Image is of a Khorramshahr-4 medium range ballistic missile, which has a range of about 2000km.
As I said in the last megathread, trying to figure out what exactly is happening is becoming ever more difficult. The gist of things is that Iran has, very justifiably, refused to negotiate (assassinating their leader and striking their country with hundreds of missiles in the middle of negotiations causes some reluctance to return to the table, I suppose). Censorship across the Middle East has further ramped up, with reportedly extreme punishments for posting footage of Iranian strikes online. From what I can gather, Iran’s number of strikes have stabilized at a comfortable daily rate, with strikes into both the Gulf monarchies and Occupied Palestine continuing apace. Official charts of these strikes over time seem very disconnected from reality on the ground, but again, it’s hard to really get at the specifics.

# [To do]
**A.** Answer these from the post on Iran's strikes:
(i) What missile is shown in the image?
(ii) Where do Iran's strikes continue apace?
(iii) What punishments are reported for posting footage of Iranian strikes online?
**B.** Say whether each statement agrees with the post on Iran's strikes, quoting the words that decide it:
(i) Iran has refused to negotiate.
(ii) Iran's number of strikes keeps rising each day.
(iii) Official charts of the strikes match what is happening on the ground.
**C.** Pick up the post on Iran's strikes after its last sentence and keep writing it.

Extracted data entries

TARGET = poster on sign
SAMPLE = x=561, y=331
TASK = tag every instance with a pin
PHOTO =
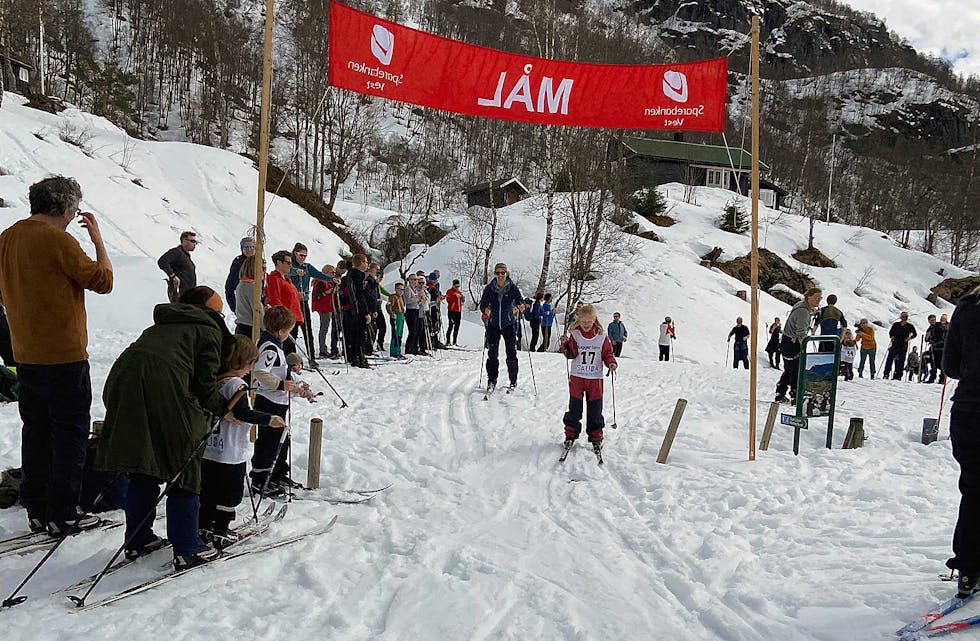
x=382, y=58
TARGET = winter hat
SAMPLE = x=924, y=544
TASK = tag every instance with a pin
x=214, y=302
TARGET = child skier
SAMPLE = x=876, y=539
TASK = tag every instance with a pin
x=223, y=467
x=913, y=365
x=848, y=350
x=273, y=384
x=588, y=348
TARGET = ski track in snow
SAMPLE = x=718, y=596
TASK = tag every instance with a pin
x=484, y=535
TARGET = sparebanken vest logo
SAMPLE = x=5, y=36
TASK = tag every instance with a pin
x=382, y=44
x=675, y=86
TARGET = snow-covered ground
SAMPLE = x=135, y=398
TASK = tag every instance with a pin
x=484, y=536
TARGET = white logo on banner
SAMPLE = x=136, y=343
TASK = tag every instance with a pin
x=675, y=86
x=382, y=44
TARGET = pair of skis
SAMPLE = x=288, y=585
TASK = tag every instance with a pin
x=32, y=541
x=923, y=628
x=227, y=556
x=568, y=445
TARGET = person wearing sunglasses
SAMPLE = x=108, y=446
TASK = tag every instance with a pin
x=247, y=245
x=176, y=263
x=499, y=299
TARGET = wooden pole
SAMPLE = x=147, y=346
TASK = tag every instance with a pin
x=754, y=349
x=675, y=421
x=770, y=423
x=263, y=171
x=313, y=465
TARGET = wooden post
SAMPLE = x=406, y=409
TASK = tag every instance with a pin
x=770, y=423
x=263, y=173
x=855, y=434
x=675, y=421
x=313, y=465
x=263, y=170
x=754, y=337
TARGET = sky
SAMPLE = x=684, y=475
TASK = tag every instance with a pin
x=944, y=28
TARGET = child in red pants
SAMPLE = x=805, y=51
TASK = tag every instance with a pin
x=588, y=348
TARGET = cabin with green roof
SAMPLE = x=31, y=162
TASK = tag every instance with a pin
x=658, y=162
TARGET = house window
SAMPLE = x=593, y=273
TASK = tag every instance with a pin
x=717, y=178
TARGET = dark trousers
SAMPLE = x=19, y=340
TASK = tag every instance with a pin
x=788, y=380
x=412, y=320
x=865, y=353
x=6, y=347
x=182, y=511
x=741, y=354
x=307, y=329
x=452, y=333
x=774, y=358
x=381, y=328
x=54, y=403
x=896, y=356
x=354, y=335
x=222, y=489
x=509, y=334
x=397, y=327
x=325, y=318
x=264, y=460
x=937, y=364
x=336, y=330
x=545, y=338
x=966, y=451
x=535, y=329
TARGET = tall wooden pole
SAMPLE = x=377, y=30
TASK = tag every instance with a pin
x=753, y=362
x=263, y=171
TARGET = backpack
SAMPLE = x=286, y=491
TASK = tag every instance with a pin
x=10, y=481
x=8, y=386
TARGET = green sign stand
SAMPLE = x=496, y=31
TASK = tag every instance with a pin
x=816, y=388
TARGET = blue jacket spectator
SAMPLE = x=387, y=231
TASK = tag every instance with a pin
x=501, y=303
x=616, y=332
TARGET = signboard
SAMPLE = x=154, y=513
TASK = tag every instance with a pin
x=382, y=58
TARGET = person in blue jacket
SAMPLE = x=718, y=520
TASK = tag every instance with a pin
x=617, y=334
x=499, y=299
x=301, y=273
x=547, y=322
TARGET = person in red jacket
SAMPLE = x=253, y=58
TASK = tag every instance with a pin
x=279, y=290
x=324, y=308
x=588, y=348
x=454, y=303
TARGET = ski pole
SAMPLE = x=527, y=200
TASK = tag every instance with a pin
x=612, y=380
x=265, y=485
x=13, y=599
x=529, y=362
x=317, y=369
x=80, y=601
x=942, y=398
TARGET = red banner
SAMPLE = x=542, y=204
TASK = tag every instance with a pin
x=382, y=58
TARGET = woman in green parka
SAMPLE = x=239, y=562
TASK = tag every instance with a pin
x=158, y=396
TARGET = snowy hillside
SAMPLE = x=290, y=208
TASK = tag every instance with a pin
x=484, y=536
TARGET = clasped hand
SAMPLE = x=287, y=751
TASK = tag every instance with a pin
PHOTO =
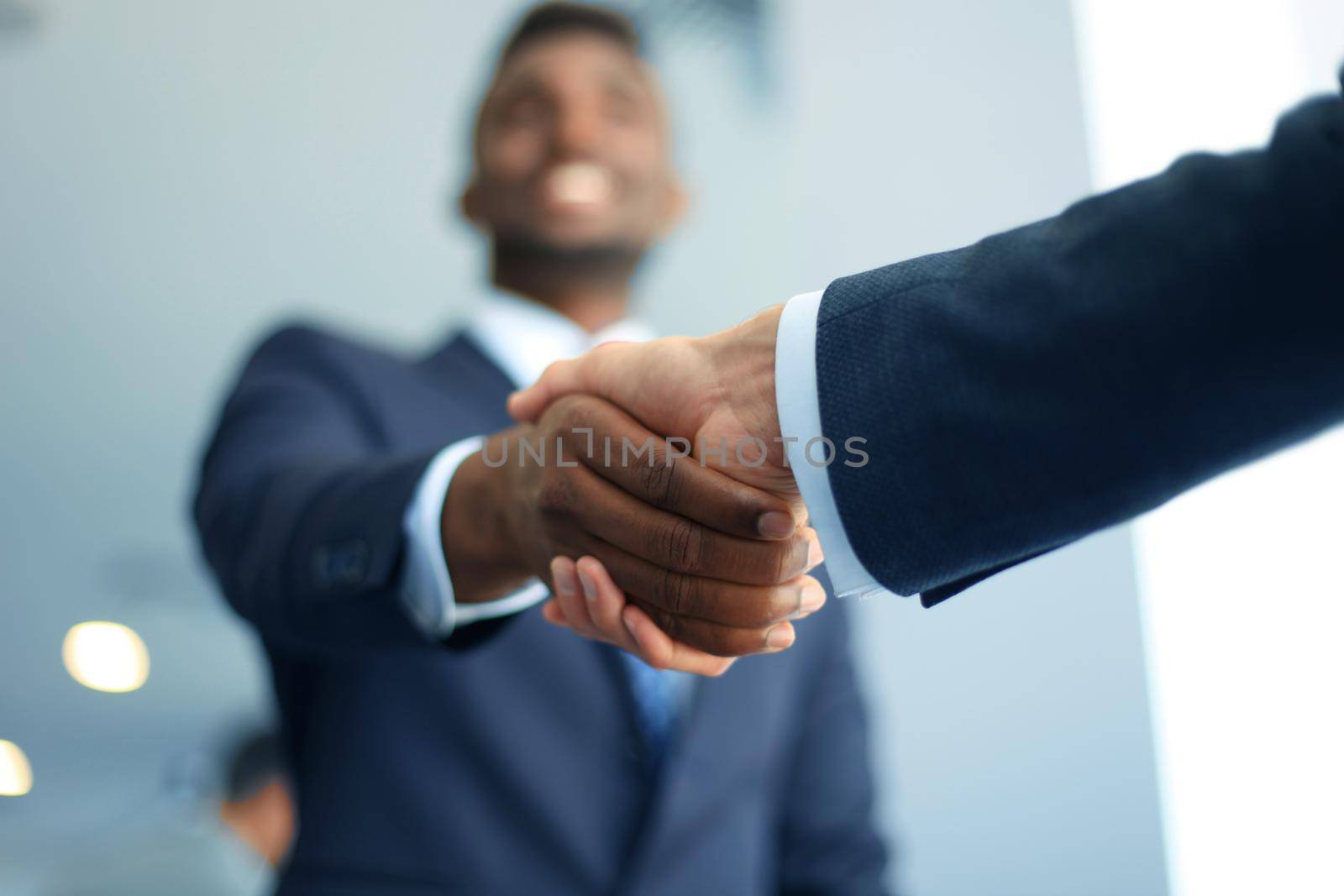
x=685, y=558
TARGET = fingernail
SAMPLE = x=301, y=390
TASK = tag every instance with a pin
x=776, y=524
x=815, y=555
x=564, y=575
x=589, y=586
x=779, y=637
x=812, y=597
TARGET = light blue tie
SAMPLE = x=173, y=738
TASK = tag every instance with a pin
x=656, y=701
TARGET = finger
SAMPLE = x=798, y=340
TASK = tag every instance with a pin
x=726, y=604
x=683, y=546
x=551, y=613
x=606, y=606
x=662, y=473
x=564, y=378
x=569, y=595
x=718, y=640
x=662, y=652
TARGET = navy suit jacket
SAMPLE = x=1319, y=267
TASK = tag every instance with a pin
x=507, y=758
x=1065, y=376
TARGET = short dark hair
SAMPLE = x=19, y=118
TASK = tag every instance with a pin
x=253, y=762
x=549, y=19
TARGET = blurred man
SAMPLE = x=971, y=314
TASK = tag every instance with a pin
x=257, y=805
x=380, y=523
x=1151, y=338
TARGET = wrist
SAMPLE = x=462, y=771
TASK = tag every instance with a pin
x=479, y=546
x=743, y=358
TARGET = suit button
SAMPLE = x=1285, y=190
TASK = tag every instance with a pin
x=340, y=566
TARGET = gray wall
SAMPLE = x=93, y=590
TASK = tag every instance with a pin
x=176, y=176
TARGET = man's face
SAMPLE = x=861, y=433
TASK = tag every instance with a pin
x=573, y=149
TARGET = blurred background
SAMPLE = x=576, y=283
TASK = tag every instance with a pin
x=1151, y=711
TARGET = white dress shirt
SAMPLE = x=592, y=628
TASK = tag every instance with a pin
x=522, y=338
x=800, y=422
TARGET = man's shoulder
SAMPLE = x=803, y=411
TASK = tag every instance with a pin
x=316, y=347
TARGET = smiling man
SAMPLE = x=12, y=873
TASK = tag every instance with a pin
x=389, y=532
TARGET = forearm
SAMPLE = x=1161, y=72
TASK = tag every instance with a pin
x=308, y=553
x=1062, y=378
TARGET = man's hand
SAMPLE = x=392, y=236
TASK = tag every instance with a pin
x=716, y=392
x=685, y=542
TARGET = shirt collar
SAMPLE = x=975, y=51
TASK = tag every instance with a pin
x=523, y=336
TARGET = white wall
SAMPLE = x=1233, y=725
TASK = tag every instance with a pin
x=1241, y=580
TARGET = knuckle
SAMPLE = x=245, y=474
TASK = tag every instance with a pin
x=553, y=499
x=678, y=593
x=654, y=479
x=680, y=546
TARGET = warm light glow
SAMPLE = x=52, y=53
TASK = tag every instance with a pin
x=15, y=772
x=105, y=656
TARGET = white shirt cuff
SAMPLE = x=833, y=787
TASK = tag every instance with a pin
x=427, y=590
x=800, y=425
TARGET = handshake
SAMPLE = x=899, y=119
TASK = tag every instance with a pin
x=665, y=520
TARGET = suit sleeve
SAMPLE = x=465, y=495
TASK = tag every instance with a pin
x=828, y=841
x=300, y=512
x=1068, y=375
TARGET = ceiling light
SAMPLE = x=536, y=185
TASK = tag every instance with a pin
x=105, y=656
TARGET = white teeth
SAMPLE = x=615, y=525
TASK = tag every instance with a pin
x=578, y=184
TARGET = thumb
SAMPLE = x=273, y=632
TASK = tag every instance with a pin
x=557, y=380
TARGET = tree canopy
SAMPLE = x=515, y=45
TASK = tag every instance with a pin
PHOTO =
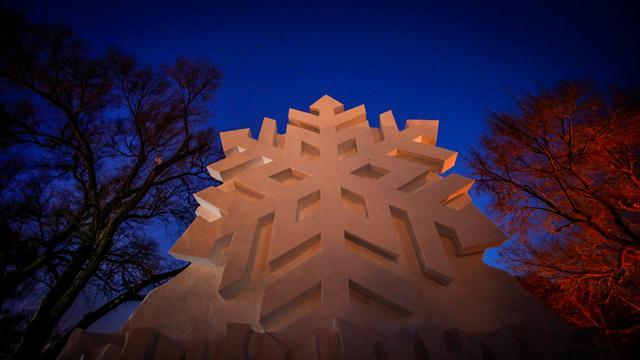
x=96, y=147
x=563, y=173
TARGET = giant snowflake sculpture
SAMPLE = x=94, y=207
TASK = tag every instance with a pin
x=334, y=240
x=328, y=204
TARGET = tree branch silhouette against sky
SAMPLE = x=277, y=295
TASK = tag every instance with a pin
x=453, y=61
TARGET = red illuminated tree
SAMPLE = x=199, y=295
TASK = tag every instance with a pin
x=563, y=172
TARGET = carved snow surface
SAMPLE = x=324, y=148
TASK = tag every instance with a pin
x=335, y=240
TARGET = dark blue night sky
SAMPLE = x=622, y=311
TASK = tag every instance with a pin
x=449, y=60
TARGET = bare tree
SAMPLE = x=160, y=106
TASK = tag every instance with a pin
x=563, y=172
x=99, y=148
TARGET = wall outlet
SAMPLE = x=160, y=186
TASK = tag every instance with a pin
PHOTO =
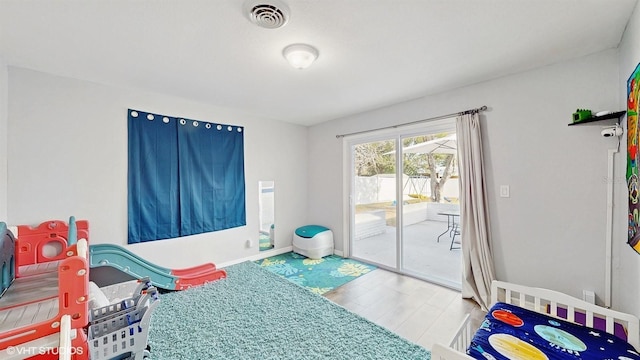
x=504, y=191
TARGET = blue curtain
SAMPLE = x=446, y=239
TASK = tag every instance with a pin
x=211, y=177
x=185, y=177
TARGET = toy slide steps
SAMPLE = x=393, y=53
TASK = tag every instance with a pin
x=169, y=279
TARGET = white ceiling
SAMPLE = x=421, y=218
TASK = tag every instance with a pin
x=373, y=53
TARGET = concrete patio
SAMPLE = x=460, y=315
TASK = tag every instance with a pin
x=423, y=256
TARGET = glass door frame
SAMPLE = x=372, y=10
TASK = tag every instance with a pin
x=397, y=135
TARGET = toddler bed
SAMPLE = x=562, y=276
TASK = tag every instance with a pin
x=534, y=323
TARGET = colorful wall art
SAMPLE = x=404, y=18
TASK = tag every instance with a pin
x=632, y=158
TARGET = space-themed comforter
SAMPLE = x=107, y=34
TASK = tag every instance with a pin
x=511, y=332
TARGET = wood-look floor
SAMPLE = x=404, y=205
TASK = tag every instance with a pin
x=419, y=311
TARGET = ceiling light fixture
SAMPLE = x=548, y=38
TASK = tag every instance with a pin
x=300, y=56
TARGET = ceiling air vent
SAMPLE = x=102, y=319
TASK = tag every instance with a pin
x=269, y=14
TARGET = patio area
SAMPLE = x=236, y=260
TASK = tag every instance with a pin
x=423, y=256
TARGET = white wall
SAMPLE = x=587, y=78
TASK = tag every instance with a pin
x=626, y=261
x=4, y=80
x=68, y=156
x=552, y=237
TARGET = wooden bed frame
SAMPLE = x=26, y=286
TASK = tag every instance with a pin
x=547, y=302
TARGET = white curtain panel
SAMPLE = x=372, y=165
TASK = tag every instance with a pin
x=478, y=270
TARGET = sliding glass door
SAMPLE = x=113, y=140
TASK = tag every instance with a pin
x=374, y=202
x=404, y=203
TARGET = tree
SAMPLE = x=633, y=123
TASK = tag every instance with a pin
x=370, y=158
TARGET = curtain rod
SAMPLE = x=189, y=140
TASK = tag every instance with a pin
x=470, y=111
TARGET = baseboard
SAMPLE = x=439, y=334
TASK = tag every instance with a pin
x=261, y=255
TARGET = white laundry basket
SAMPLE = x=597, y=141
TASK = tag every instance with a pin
x=313, y=241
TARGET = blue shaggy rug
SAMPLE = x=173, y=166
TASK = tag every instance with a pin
x=317, y=275
x=255, y=314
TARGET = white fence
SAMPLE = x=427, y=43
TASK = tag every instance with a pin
x=381, y=188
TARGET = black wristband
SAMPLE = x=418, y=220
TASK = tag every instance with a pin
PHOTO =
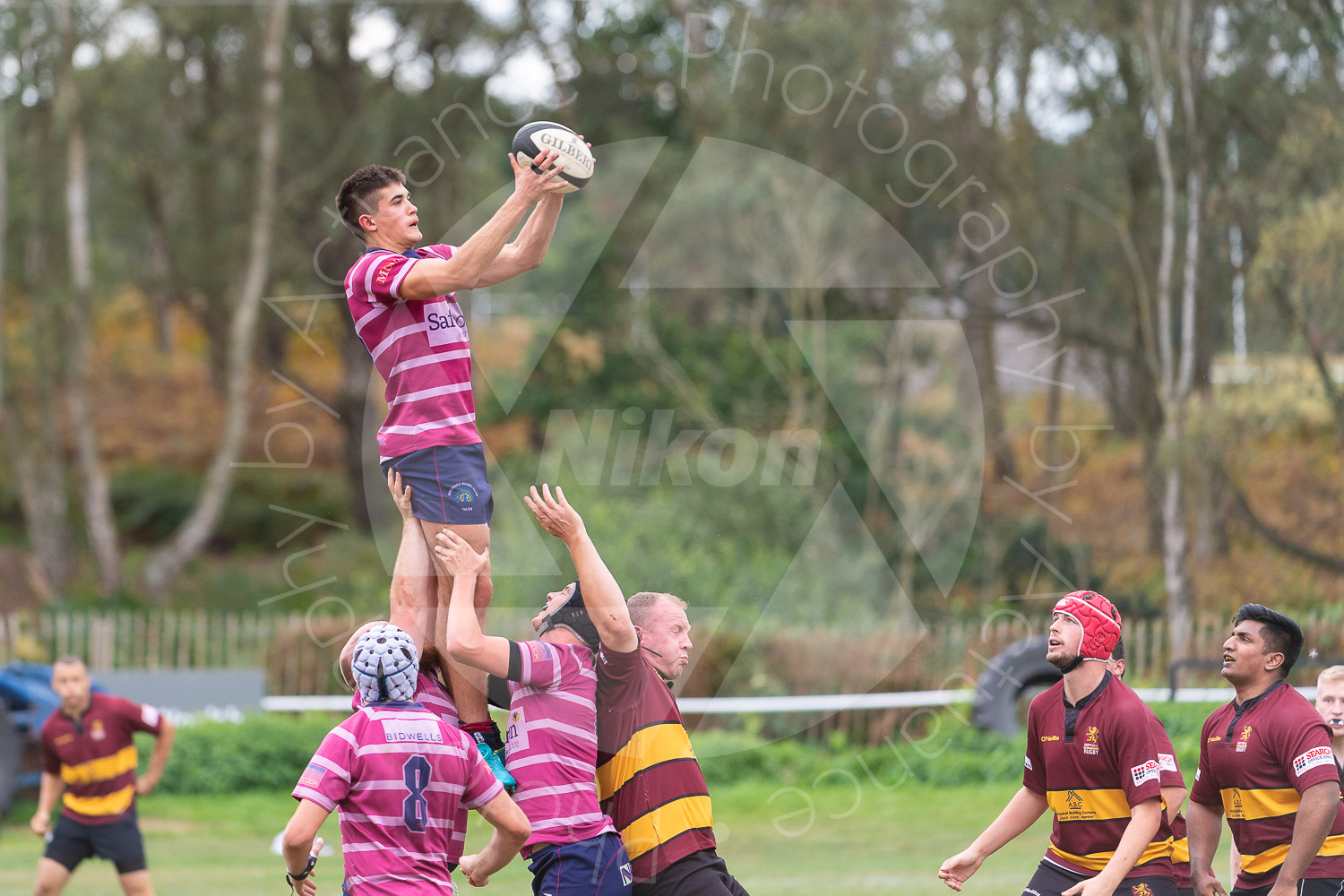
x=303, y=874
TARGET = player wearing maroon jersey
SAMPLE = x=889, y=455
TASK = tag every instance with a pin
x=89, y=754
x=403, y=306
x=1171, y=780
x=1265, y=762
x=1091, y=759
x=648, y=778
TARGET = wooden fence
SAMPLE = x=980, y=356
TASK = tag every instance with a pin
x=298, y=651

# [Answers to the exercises]
**A.**
(i) A Khorramshahr-4 medium range ballistic missile.
(ii) In both the Gulf monarchies and Occupied Palestine.
(iii) Reportedly extreme punishments.

**B.**
(i) Yes: "Iran has, very justifiably, refused to negotiate"
(ii) No: "Iran’s number of strikes have stabilized at a comfortable daily rate"
(iii) No: "Official charts of these strikes over time seem very disconnected from reality on the ground"

**C.**
The messaging on how long the war is expected to last is rather muddled on both sides. The Trump administration fluctuates more than daily - and even sometimes in the same speech - on whether the war is already won or whether it’s going to last months longer. The US seems to be coming up a new possible scheme every few hours: a ground invasion with the Kurds? A ground invasion without the Kurds? An amphibious assault? A series of commando operations to steal Iranian uranium? A massive parachuting operation into Tehran? Fuck it, let’s just send the Navy into the Strait of Hormuz? There doesn’t seem to be a coherent plan for continuing hostilities beyond firing more and more of a limited stockpile of cruise missiles into mostly non-military targets, hitting easily replaceable drone and missile launchers with a limited stockpile of drones, and burning a limited stockpile of interceptors at an astounding rate (and, in the process, disarming every other Western-aligned country of their interceptors).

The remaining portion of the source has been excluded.